_Sayfa metni:_
◆ ◆ ◆ ◆ ◆
Avrupa Konseyi’nden uyarı
‘Ossi’ olarak tanınan Vicdani retçi Osman Murat Ülke hakkında, 1994’te askere alınma işlemleri yapıldıktan sonra askerlik yapmayı reddettiği için dava açıldı. Askerlik belgelerini yakan ve askerliği reddeden Ülke, 1996’da tutuklandı. Tahliye edildikten sonra yeniden kışlaya gönderilen Ülke, askerliği yine reddetti. Bu sırada davası sonuçlanan ve hapse mahkum edilen Ülke, yeniden tutuklandı. Cezaevinde yattıktan sonra tekrar kışlaya götürülen Ülke, askerliği yeniden reddettiği için tutuklandı ve hakkında ayrı bir dava açıldı.

10 ay ceza daha alan Ülke, tahliyesinden sonra yeniden askerlik şubesine götürüldü. Askerliği yeniden reddettiği için cezaevine konulan Ülke, birliğine gitmek için tahliye edildikten sonra firar etti ve AİHM’ye başvurdu. AİHM, 2006’da karara bağladığı bu davada, Türkiye’yi “insanlık dışı ceza ve muamele yasağını” ihlalden mahkum etti. AİHM, Ülke’nin vicdani retçi olduğunu her beyan edişinde yeniden cezaya mahkum edilmesini kararına gerekçe gösterdi.
◆ ◆ ◆ ◆ ◆
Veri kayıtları
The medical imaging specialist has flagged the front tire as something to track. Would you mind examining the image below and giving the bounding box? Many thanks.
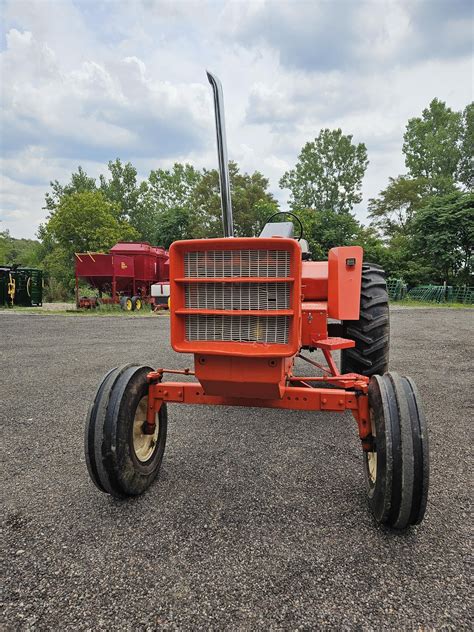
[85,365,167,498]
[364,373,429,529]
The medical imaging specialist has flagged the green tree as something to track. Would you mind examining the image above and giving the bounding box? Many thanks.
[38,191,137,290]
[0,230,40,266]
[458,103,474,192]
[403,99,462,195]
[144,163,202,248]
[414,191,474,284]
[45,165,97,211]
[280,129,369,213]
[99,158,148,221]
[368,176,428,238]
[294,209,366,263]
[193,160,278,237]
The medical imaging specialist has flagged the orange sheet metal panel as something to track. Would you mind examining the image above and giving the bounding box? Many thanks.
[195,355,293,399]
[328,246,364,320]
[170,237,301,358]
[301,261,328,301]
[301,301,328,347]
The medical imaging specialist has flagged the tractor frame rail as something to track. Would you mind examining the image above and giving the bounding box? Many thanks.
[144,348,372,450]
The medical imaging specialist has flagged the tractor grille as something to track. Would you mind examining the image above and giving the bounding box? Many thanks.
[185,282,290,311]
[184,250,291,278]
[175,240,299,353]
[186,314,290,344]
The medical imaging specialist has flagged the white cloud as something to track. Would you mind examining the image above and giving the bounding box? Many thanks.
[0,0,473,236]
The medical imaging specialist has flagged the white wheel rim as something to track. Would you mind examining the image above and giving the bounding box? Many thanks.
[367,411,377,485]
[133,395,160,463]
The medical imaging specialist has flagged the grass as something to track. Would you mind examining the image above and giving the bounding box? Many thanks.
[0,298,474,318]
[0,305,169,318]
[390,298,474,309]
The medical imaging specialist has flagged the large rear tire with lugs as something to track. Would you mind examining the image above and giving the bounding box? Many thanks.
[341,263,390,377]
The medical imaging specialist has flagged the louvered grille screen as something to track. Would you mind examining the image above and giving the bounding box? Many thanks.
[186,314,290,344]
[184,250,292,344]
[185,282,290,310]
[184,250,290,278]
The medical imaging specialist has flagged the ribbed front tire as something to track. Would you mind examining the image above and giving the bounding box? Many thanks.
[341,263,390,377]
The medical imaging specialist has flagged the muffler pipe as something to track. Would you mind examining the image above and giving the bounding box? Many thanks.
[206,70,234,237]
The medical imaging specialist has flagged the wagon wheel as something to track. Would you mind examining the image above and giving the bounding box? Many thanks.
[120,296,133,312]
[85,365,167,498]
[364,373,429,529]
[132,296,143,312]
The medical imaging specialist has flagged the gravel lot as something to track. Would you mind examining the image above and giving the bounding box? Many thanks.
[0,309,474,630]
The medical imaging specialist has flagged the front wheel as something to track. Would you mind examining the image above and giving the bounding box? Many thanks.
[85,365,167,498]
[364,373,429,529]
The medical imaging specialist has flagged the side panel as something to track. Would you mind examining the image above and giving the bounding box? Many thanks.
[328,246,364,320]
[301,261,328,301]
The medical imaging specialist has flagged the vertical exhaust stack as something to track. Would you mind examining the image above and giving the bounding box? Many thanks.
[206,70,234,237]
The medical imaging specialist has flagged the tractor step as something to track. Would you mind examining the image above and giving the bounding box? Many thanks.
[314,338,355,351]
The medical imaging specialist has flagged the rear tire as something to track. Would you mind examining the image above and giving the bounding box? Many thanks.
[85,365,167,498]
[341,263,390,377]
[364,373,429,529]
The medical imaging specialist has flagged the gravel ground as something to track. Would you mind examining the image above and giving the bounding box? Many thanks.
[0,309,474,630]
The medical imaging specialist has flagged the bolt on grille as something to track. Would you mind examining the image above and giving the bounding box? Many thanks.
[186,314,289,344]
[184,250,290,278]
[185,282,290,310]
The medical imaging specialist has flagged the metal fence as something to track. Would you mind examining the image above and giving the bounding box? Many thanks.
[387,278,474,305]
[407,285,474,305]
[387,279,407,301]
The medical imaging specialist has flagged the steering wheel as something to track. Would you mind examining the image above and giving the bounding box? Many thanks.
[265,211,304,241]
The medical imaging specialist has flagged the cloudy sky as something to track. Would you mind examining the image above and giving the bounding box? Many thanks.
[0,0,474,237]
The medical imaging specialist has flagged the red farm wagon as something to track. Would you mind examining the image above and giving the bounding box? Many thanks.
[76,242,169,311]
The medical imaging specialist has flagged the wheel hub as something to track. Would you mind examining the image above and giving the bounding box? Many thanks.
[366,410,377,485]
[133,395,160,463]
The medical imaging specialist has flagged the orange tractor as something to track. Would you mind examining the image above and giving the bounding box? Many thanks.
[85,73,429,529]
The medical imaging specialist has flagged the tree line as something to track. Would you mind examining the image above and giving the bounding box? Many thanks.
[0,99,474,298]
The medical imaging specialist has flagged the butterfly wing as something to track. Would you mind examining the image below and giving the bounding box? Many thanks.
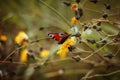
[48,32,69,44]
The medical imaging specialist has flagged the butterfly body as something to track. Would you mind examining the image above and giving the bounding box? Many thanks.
◆ ◆ ◆ ◆ ◆
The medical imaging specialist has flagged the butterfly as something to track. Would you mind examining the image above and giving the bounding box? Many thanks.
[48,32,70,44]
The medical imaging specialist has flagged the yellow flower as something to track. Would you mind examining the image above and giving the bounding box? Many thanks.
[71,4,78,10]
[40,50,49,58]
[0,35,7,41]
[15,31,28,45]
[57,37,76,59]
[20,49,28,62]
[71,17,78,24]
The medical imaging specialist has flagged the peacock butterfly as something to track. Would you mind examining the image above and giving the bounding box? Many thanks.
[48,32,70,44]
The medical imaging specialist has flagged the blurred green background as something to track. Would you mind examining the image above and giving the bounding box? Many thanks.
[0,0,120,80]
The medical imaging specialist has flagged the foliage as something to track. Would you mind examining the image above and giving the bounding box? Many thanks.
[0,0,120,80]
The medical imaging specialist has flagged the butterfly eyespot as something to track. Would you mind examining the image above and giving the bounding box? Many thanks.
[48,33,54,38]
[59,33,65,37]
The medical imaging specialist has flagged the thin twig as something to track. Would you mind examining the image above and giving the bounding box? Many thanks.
◆ ◆ ◆ ◆ ◆
_Görev 1:_ Osman Murat Ülke davasıyla ilgili metindeki şu cümleyi İngilizceye çevirin: “Askerlik belgelerini yakan ve askerliği reddeden Ülke, 1996’da tutuklandı.”
_Görev 2:_ Osman Murat Ülke davasını anlatan metni son cümlesinin ardından ele alıp sürdürün.

_Alıştırma cevabı 1:_ Ülke, who burned his military papers and refused military service, was arrested in 1996.

_Alıştırma cevabı 2:_
Milliyet’ten Meriç Tafolar ve Gökçer Tahincioğlu’nun haberine göre; AİHM, vicdani ret hakkını ilk kez din, vicdan ve inanç özgürlüğü kapsamında değerlendirirken, Avrupa Konseyi’nde bu hakkı sadece Türkiye ve Azerbaycan’ın tanımamış olduğunu da not etti. AİHM Büyük Dairesi’nin verdiği bu karar bağlayıcı olduğundan Türkiye’yi de bu hakkı tanıması konusunda köşeye sıkıştırdı.

İlk etapta ‘OSSİ’ kararı
Bu nedenle, aralık ayına kadar yapılması zorunlu olan düzenlemede, vicdani ret hakkının tanınması gündeme geldi. Adalet Bakanı Sadullah Ergin de bu konuda düzenleme yapıldığını açıkladı. Ergin, dün yaptığı açıklamada ise konuyla ilgili olarak, şunları söyledi: ” Bedelli ile aynı döneme denk gelmesi tesadüf. Düzenlemenin içini görmeden yapılacak yorumlar yanlış olur. AİHM diyor ki, ‘Siz aynı konuda vicdani ret nedeniyle askere gitmediği için hürriyeti bağlayıcı bir ceza verdiniz. Cezasını infaz ettiniz.

Sonra ceza bittikten sonra tekrar aynı fiilden yargılıyorsunuz, tekrar ceza veriyorsunuz’. Aynı eylemden dolayı birden çok ceza verilmesini adil yargılama hakkına aykırı bulduğu için Türkiye’yi mahkum etmiştir. Dolayısıyla biz buradaki ihlali baz alıyoruz. Ona göre değerlendiriyoruz.”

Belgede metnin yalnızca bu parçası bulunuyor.